— Things to do —
**A.** Repeat word for word the part of the NHS pay statement from "Vaughan Gething, Cabinet" to "Review Body (DDPRB).".
**B.** In the NHS pay statement, on what date was this year's remit letter sent to the public sector pay review bodies?
**C.** Go on with the NHS pay statement, picking up after its last line.

— Extract —
=== Begin Enclosure ===

Skip to main content

Vaughan Gething, Cabinet Secretary for Health and Social Services

First published:
22 December 2017
Last updated:

This was published under the 2016 to 2021 administration of the Welsh Government

I value the dedication of the NHS Wales workforce and have been pressing the UK government to lift the public sector pay cap to ensure that NHS staff can be properly rewarded for the work they do. I have also been clear that Treasury funding must flow to Wales to ensure that pay awards can be afforded without undermining services to patients.

Each year, I make my decisions on the annual pay award for NHS staff taking into account the advice and recommendations from the 2 independent pay review bodies, the NHS Pay Review Body (NHSPRB) which covers those staff working under the Agenda for Change Contract and the Doctors and Dentists Pay Review Body (DDPRB).

The first step of the public sector pay review process generally starts in the spring with a remit letter from the Chief Secretary to the Treasury which sets the UK context for their work enabling pay awards to take effect for the NHS in April each year. This year the remit letter was sent to public sector pay review bodies on 21 September setting out a delayed timetable for the review process.

The Treasury letters set out the view that public sector pay should be afforded a more flexible approach than the current 1% pay cap to help address recruitment and retention challenges and linked to productivity gains. The letters were silent on whether or not central funds would be made available to allow a greater uplift than 1%.

On 22 November, the UK Budget 2017 announcement guaranteed that new money would be made available if future pay rises are recommended by independent review bodies and linked to increased productivity and contractual reform. The Cabinet Secretary for Finance has made clear his expectation that the UK government should honour its commitment to fund any new pay review body recommendations in full for all 4 nations and provide a full Barnett consequential.

The second stage of the independent pay review process is for the individual UK health departments to consider whether to provide evidence to, and seek recommendations from, the review bodies to support their individual pay discussions.

Today, in the context of our wider social partnership in Wales, I have issued my remit letter to the PRBs seeking their advice on the 2018-19 pay round. I have asked them to consider evidence and make recommendations before the end of the financial year on 2 questions:

  • What would be a fair pay award for NHS staff in Wales?; and
  • Taking into account their recommendations on a fair pay award, what level of pay award could be afforded by the NHS in Wales in the absence of further funding from the UK Treasury?

=== End Enclosure ===

— Provided data —
=== Begin Enclosure ===

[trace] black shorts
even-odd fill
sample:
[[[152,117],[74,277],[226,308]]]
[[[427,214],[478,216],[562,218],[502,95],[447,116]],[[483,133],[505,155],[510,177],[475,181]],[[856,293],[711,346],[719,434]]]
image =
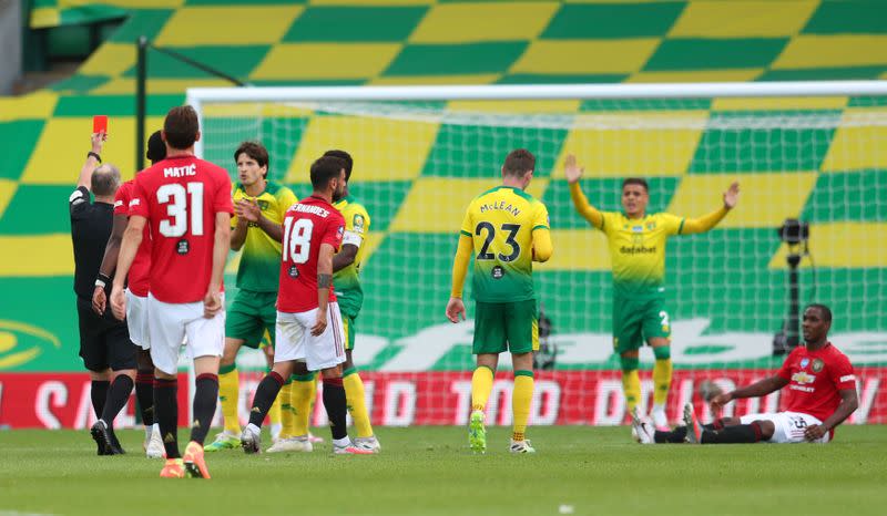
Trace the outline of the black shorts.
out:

=== End Enclosure ===

— Responses by item number —
**A.**
Vaughan Gething, Cabinet Secretary for Health and Social Services

First published:
22 December 2017
Last updated:

This was published under the 2016 to 2021 administration of the Welsh Government

I value the dedication of the NHS Wales workforce and have been pressing the UK government to lift the public sector pay cap to ensure that NHS staff can be properly rewarded for the work they do. I have also been clear that Treasury funding must flow to Wales to ensure that pay awards can be afforded without undermining services to patients.

Each year, I make my decisions on the annual pay award for NHS staff taking into account the advice and recommendations from the 2 independent pay review bodies, the NHS Pay Review Body (NHSPRB) which covers those staff working under the Agenda for Change Contract and the Doctors and Dentists Pay Review Body (DDPRB).

**B.** 21 September.

**C.**
I intend to provide evidence to the Pay Review Bodies in the New Year and for my officials to attend the planned oral evidence sessions.

I have also seen the remit letters issued by the Secretary of State for Health in England which conflate issues about pay with discussions about contractual reforms in a way which is not entirely clear. I have asked officials to discuss these letters with the Department of Health so that we can understand how any contractual reform discussions will align with the Pay Review process in England.

The NHS across the 4 UK nations benefits from a degree of mobility within the workforce. This provides all 4 nations with flexibility in recruitment, ease of movement for career development and training and to ensure equity for professional staff working across the UK. This mobility is underpinned by a core of common features of NHS contractual arrangements across the UK and I am committed to retaining this commonality providing it continues to deliver benefits for the NHS in Wales.

Given the common features of NHS contracts across the UK, it is essential that employers and staff side representatives from Wales are party to any contractual negotiations and are able to represent the views and interests of Wales during the discussions. We will be seeking early discussions with the Department of Health on this matter.

I will provide a further update as this process progresses.


This statement is being issued during recess in order to keep members informed. Should members wish me to make a further statement or to answer questions on this when the Assembly returns I would be happy to do so.